▶ THE TASK
Copy out every item below word for word, leaving the pictures out of your reply.

▶ RECORDS SHOWN
▼

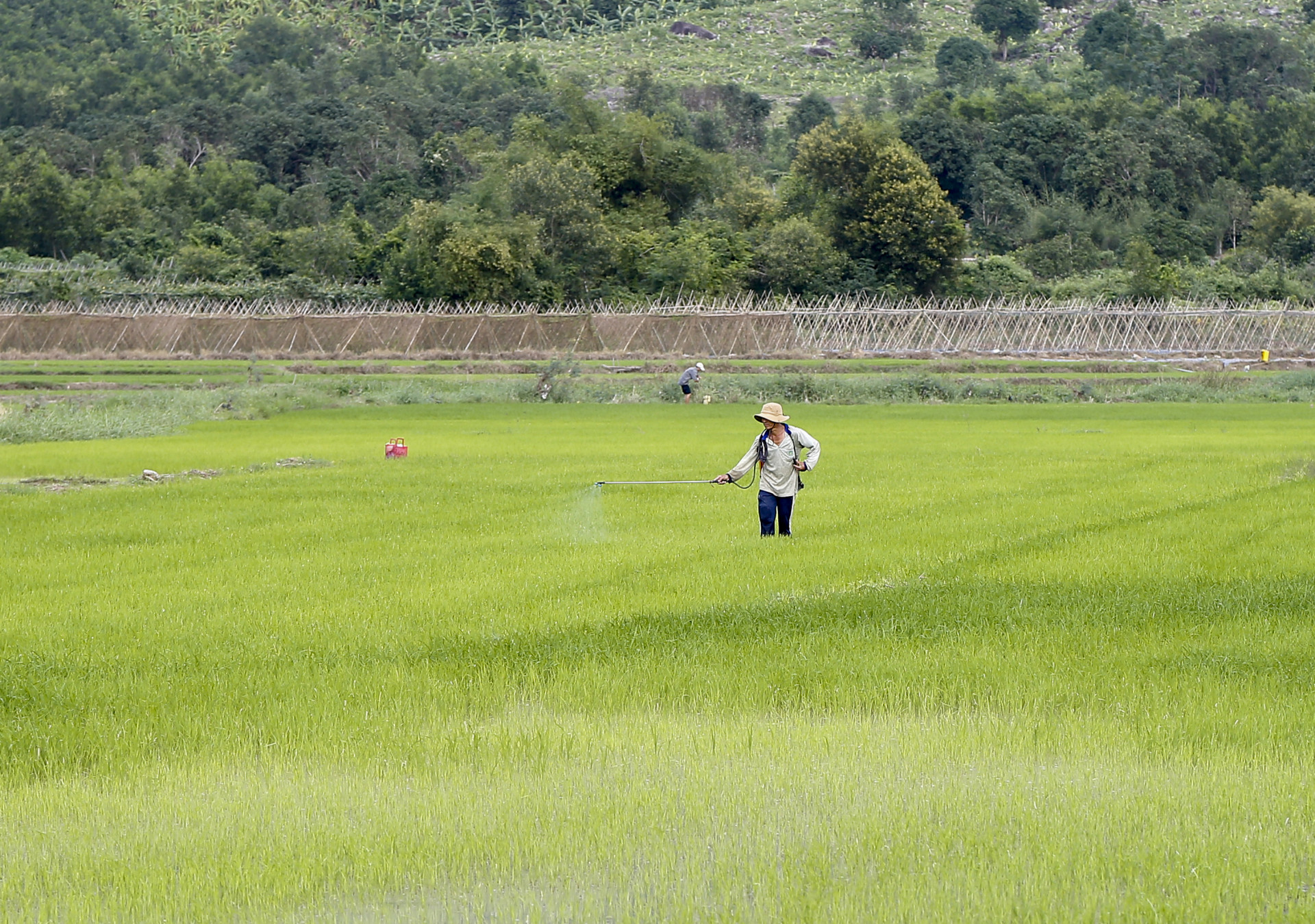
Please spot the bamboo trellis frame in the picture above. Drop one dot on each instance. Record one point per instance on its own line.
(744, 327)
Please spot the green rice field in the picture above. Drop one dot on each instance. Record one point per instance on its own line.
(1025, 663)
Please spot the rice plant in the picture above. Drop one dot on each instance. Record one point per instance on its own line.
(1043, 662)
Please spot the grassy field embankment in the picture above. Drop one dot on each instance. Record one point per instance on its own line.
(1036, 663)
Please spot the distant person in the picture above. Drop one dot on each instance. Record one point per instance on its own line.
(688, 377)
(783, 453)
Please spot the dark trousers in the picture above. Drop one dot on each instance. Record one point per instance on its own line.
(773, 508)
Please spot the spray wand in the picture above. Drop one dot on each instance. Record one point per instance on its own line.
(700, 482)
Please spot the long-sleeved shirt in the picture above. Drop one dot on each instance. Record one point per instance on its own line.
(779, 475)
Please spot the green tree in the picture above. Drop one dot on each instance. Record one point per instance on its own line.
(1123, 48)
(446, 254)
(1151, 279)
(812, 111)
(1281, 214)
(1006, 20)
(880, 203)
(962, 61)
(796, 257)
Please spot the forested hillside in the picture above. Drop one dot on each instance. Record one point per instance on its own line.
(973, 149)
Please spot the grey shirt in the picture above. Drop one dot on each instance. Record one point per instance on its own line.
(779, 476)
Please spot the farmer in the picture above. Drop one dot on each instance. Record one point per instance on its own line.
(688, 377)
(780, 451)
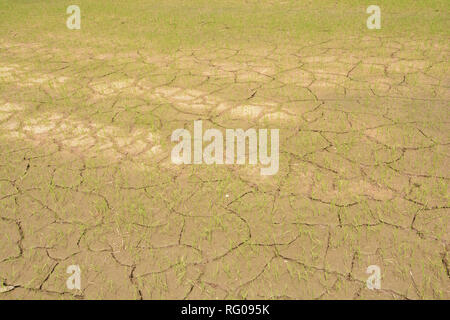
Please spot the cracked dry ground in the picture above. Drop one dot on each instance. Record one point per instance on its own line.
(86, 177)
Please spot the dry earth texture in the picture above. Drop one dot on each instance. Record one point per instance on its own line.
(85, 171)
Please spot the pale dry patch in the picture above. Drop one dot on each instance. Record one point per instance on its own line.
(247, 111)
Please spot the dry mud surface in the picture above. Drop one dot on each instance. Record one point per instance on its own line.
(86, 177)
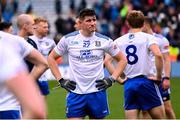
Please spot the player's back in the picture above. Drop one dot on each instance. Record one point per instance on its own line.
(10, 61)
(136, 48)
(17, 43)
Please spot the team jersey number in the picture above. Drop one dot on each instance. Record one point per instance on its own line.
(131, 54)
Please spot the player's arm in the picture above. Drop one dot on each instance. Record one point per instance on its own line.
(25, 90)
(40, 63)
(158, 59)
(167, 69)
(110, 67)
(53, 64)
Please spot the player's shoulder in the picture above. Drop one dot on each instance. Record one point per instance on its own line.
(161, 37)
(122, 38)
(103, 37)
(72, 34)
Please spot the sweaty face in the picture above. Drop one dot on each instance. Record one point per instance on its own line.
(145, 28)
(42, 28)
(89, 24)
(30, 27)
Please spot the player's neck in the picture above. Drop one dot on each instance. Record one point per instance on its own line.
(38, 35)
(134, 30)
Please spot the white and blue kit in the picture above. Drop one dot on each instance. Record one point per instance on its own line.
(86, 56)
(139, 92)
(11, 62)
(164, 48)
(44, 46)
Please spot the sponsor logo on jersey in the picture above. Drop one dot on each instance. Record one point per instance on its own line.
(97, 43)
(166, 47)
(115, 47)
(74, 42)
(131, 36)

▲

▶ SOLUTION TO THIS PROBLEM
Please spot the bamboo trellis frame in the picture above. Drop one dot on each instance. Record one point per instance on its own line.
(744, 327)
Please spot the green rice field in the picture above. Drop one dot on each instance. Record one point per instance on its own line.
(1025, 663)
Please spot the rice plant in the picture above. Drop one dot on each instance. Record one point per instance on its own line.
(1043, 662)
Please spot the grassy field embankment in the picture above. Drop one dot on each instance. Record one point per instance on its own line.
(1036, 663)
Please spot the distant person in the picture above. Drop one dot on each instance. Record one point per instance on its own line.
(688, 377)
(783, 453)
Please spot the dark trousers in the picture above. Drop one dot on each instance. Record one point per instance on its own line.
(773, 508)
Please spot the spray wand in the picture above. Drop one dot on each instance. Record one point per instance on its own line.
(700, 482)
Please spot the long-sleeved shirt in the picture above. Drop one dot on each instance. Record one point per instance on its own line.
(779, 475)
Please spot the green tree in the picture above. Drop one dot on each instance. Record one point per instance on its own line.
(1123, 48)
(446, 254)
(1151, 279)
(812, 111)
(1281, 214)
(1006, 20)
(880, 203)
(962, 61)
(796, 257)
Please spot the forested hillside in the picture above. Drop one dot on each instance. Record one point per instance on its own line.
(973, 149)
Please spot the grey shirt in the picture above. Drop one dot on each instance. Record one point per instance on its own line.
(779, 476)
Please spot the farmer in the picture above. Drop one dot on each instance. Record one point per instance on its own line.
(688, 377)
(780, 451)
Please spot the cracked dry ground in the picture above. Drop one dot on each instance. Record one point per instance on its own line.
(86, 177)
Please spot the dry earth texture in the picture above. Drop one dot on each instance. Record one point per instance on its own line.
(85, 171)
Please spot the pale dry patch in the picture above. Drop one dot on each instance. Record one point per instance on its own line.
(247, 111)
Please spot the dry mud surface in the picture above. Drop one dot on each instance. Record one point per instance on its own line.
(86, 177)
Please spot the player's back in the picture above. Drop one dot on each instance. Record one point per instance on its own line.
(10, 61)
(136, 48)
(17, 43)
Please spot the team jersey number in the picture above. Drop one dot on each instance. Record one point per instance on its own line.
(131, 54)
Please spot the player's arm in the picture above. Drop one dot on each instance. Record one point per instance on its own line.
(25, 90)
(40, 63)
(158, 59)
(167, 69)
(110, 67)
(53, 64)
Please spot the player's shoulder in the picture above. Drop one dot on each instance. Record one point per instance on its own line.
(161, 37)
(122, 38)
(103, 37)
(72, 34)
Please spot the sweaty face in the picture above. Drop one dot on each instance. Record one point per instance on its own line.
(145, 28)
(42, 28)
(89, 24)
(30, 27)
Please spot the player's neck in the picture above. Drop one dot on each instance. Record one point per instance on its own line.
(38, 35)
(134, 30)
Please spot the white and blue kit in the picture above. Drop one dot on each instance. Record one point per instance on its own line.
(86, 56)
(139, 92)
(11, 62)
(164, 48)
(44, 46)
Please spot the sponsor logo on jersey in the picture above. Drop one dot on each instance. Record one point per instance on its own line.
(97, 43)
(166, 47)
(115, 47)
(74, 42)
(131, 36)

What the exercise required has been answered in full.